→ **Set task**: Give back the text of the record below exactly as it appears, line for line, and leave out the picture.

→ **Entries shown**:
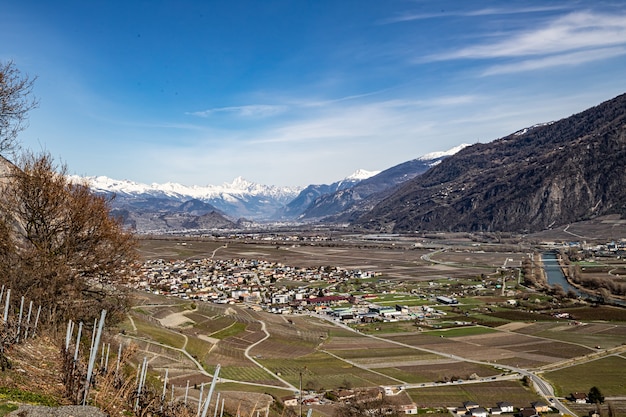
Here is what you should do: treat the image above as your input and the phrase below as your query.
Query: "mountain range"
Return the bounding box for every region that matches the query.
[81,145,467,233]
[9,94,626,233]
[354,94,626,232]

→ **Answer to the exercise**:
Here is what you should do: treat the image above as your input and the phrase below as your query.
Query: "mountain range"
Return the bounding box for every region that matches the query.
[81,145,467,233]
[9,94,626,233]
[354,94,626,232]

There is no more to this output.